- [WRITTEN REQUEST]:
Please turn these records into a two-column CSV with the headers input and output, one row per record, covering all of them. Put the record's text under input and its answer under output, each in a single quoted field with line breaks replaced by spaces.

- [RECORD LIST]:
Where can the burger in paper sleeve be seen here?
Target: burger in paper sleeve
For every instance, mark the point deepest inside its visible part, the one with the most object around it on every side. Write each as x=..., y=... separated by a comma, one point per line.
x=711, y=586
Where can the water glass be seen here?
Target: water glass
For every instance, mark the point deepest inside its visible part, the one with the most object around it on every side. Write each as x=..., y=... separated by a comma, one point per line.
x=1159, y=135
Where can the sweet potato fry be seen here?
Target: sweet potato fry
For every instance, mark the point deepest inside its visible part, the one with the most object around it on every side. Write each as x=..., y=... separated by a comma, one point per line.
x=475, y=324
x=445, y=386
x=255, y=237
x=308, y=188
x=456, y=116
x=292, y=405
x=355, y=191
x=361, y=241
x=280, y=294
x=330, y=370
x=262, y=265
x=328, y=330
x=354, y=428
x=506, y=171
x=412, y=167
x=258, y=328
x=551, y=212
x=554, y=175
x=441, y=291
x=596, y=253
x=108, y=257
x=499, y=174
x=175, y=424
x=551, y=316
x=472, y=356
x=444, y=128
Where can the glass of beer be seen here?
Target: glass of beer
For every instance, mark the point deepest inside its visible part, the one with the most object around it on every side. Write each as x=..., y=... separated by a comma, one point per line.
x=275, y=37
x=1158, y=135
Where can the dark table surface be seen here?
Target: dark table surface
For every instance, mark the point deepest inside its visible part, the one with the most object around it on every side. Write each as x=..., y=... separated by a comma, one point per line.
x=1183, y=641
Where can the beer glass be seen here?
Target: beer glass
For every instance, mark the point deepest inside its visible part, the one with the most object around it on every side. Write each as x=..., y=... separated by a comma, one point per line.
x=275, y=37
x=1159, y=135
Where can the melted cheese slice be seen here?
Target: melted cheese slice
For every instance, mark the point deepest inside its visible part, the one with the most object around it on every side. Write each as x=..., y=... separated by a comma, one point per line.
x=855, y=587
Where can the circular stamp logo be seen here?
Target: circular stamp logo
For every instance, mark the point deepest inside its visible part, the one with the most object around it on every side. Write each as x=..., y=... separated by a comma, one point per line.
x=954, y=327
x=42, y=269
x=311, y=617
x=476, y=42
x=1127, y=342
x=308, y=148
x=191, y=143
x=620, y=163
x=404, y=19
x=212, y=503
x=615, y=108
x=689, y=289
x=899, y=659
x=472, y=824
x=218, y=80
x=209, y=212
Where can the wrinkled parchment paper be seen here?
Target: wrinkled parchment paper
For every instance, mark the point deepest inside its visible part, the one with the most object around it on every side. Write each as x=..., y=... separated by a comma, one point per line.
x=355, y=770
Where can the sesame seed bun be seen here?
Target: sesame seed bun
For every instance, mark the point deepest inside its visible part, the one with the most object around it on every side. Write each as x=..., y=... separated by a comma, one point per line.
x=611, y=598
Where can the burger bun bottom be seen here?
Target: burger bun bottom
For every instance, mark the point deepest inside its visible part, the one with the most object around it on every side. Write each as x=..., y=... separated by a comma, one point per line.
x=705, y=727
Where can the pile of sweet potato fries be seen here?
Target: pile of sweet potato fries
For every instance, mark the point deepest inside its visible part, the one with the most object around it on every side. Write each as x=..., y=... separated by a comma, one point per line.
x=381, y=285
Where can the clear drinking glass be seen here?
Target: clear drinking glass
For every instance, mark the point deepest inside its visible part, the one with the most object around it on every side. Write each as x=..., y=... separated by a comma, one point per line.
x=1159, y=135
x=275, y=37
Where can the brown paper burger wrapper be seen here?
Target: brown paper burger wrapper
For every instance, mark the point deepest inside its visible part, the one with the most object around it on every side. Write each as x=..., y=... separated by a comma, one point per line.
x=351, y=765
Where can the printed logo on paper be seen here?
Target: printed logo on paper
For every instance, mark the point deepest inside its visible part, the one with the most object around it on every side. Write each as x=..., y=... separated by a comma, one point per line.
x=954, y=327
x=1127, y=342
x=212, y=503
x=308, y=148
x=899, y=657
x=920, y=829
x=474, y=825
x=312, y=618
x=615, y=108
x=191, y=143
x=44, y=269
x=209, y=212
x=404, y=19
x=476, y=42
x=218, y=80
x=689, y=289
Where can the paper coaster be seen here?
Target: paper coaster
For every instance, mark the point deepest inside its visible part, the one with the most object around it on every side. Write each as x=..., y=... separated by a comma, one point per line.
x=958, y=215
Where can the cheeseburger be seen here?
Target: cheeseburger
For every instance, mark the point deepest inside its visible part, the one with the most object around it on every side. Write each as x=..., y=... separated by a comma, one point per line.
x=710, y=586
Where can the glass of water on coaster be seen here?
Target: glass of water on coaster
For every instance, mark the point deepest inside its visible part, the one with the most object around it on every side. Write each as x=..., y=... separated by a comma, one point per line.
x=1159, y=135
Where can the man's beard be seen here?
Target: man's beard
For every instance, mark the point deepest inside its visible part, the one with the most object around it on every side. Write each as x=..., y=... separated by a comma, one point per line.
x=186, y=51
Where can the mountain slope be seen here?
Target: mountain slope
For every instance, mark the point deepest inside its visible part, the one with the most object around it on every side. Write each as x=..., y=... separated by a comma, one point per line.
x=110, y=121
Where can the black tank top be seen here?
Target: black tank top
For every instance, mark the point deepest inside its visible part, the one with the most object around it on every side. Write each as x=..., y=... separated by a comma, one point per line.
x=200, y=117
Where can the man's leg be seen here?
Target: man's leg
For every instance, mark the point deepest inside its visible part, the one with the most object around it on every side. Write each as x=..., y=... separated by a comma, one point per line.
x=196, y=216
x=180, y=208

- [COMPLETE RESPONSE]:
input,output
"Where can the burger in paper sleeve be seen here? Target: burger in paper sleeve For every instance, mark the point deepest inside its visible part, the one with the most object around it on every side. Write each as x=..., y=... separated by a comma, one point per line.","x=711, y=586"
"Where can the water glass be seen here? Target: water glass For every instance, mark the point deepest inside its visible part, the one with the most object around it on every side. Write each as x=..., y=... separated by a comma, one point per line.","x=1159, y=135"
"Where can the sweet potato fry be seen here? Target: sweet potato fry For every instance, mark the point deepest inside its visible part, the one with the most object around it on every side. Write each as x=..., y=... separated by a comma, one point per line.","x=475, y=324 x=445, y=386 x=255, y=237 x=308, y=188 x=456, y=116 x=292, y=405 x=355, y=191 x=361, y=241 x=280, y=294 x=330, y=370 x=262, y=265 x=328, y=330 x=354, y=428 x=506, y=171 x=412, y=167 x=258, y=328 x=551, y=212 x=554, y=175 x=441, y=291 x=596, y=253 x=108, y=257 x=499, y=174 x=175, y=424 x=551, y=316 x=472, y=356 x=444, y=128"
"Where can the glass of beer be seen here? Target: glass of beer For every instance, mark the point deepest inside its visible part, the one with the most object around it on every side. Write each as x=..., y=... separated by a comma, one point per line.","x=275, y=37 x=1158, y=135"
"Where can the dark table surface be seen here? Target: dark table surface For every instance, mark the point deepest inside its visible part, the one with the most object around it on every side. Write each as x=..., y=... separated by a comma, one point per line.","x=1183, y=641"
"Where can the beer glass be seen here? Target: beer glass For every instance, mark the point deepest inside its visible part, the one with the most object around it on every side. Write each as x=..., y=... separated by a comma, one point per line.","x=275, y=37 x=1159, y=135"
"Where can the melted cheese slice be seen here? Target: melted cheese slice For every instance, mark the point deepest inside its visible part, the one with the most object around it on every side. Write each as x=..., y=... separated by a comma, one point per line.","x=855, y=587"
"Where can the circular stamp logo be seen here? Target: circular stamp logo For every instance, mark the point deepest inside its visible part, the one with the most object around it on every side. Write each as x=..., y=... separated by a comma, one point per line.","x=954, y=327 x=42, y=269 x=311, y=617 x=476, y=42 x=1127, y=342 x=308, y=148 x=191, y=143 x=620, y=163 x=404, y=19 x=212, y=503 x=615, y=108 x=689, y=289 x=899, y=659 x=472, y=824 x=218, y=80 x=209, y=212"
"Where can the wrinkled parchment paper be seen here? Target: wrinkled parchment paper For every instance, mark the point deepest inside its visible part, the one with the most object around it on every side. Write each as x=..., y=... separated by a comma, one point per line.","x=355, y=770"
"Where can the sesame seed bun be seen here? Target: sesame seed bun For every instance, mark the point deepest inside its visible part, the one with the most object around it on every side. Write each as x=..., y=... separated by a comma, one point per line.","x=611, y=598"
"Where can the burger bun bottom be seen here? Target: burger bun bottom For every instance, mark the point deepest inside its visible part, the one with the most object around it on every side. Write each as x=..., y=... separated by a comma, one point per line.","x=705, y=727"
"Where can the pile of sweet potato fries be seen here? Target: pile of sweet potato fries For every instance, mark the point deepest inside its visible part, the one with the most object around it on every side. Write each as x=..., y=... separated by a comma, one point per line.","x=381, y=285"
"Where can the clear drinking glass be seen here? Target: clear drinking glass For every instance, mark the point deepest inside its visible part, the one with the most object around it on every side. Write each as x=..., y=... separated by a comma, one point per line.","x=1159, y=135 x=275, y=37"
"Where can the brown paper burger wrapper be seen here? Target: brown paper burger wrapper For every instance, mark the point deepest inside its visible part, the one with the most object around it on every side. Write each as x=..., y=... separated by a comma, one point per line.","x=351, y=765"
"Where can the printed logo on paper be seen here? Target: printed logo on paper For every instance, mark the point deepest inside its visible part, the one with the most object around it on every side. Write each as x=..., y=... separated by a comma, one point per line.","x=954, y=327 x=1127, y=342 x=212, y=503 x=308, y=148 x=899, y=657 x=920, y=829 x=474, y=825 x=312, y=618 x=615, y=108 x=191, y=143 x=44, y=269 x=209, y=212 x=404, y=19 x=476, y=42 x=218, y=80 x=689, y=289"
"Where can the paper coaster be seen here? Target: paper coaster For every instance, mark the point deepest inside its visible part, the one with the most object around it on every side. Write each as x=..., y=... separated by a comma, one point per line.","x=958, y=215"
"Where can the cheeseburger be seen here? Target: cheeseburger For every instance, mark the point deepest inside its visible part, the one with the most object around it on every side. Write each as x=..., y=... separated by a comma, one point per line.","x=710, y=586"
"Where can the glass of water on coaster be seen here? Target: glass of water on coaster For every instance, mark the point deepest inside its visible part, the one with the most object around it on every side. Write each as x=..., y=... separated by a comma, one point per line.","x=1159, y=135"
"Where can the man's beard be seen here? Target: man's beard For every instance, mark the point deepest inside its visible part, the one with the most object around it on every side. Write each as x=..., y=... separated by a comma, one point per line.","x=186, y=51"
"Where can the mountain slope be seen here? Target: mountain slope For every instance, mark the point deepest inside its visible part, the one with the most object around it on every side. Write each as x=..., y=... separated by a comma, one point per line.","x=110, y=121"
"Where can the black tank top be seen here? Target: black tank top For every instance, mark the point deepest inside its visible part, the one with the most object around it on every side. Write each as x=..., y=... separated by a comma, one point per line.","x=200, y=117"
"Where can the man's leg be seen here? Target: man's leg For every instance, mark the point deepest inside its visible part, the one with the most object around it on every side. Write each as x=..., y=... separated by a comma, one point per line.","x=196, y=216 x=180, y=208"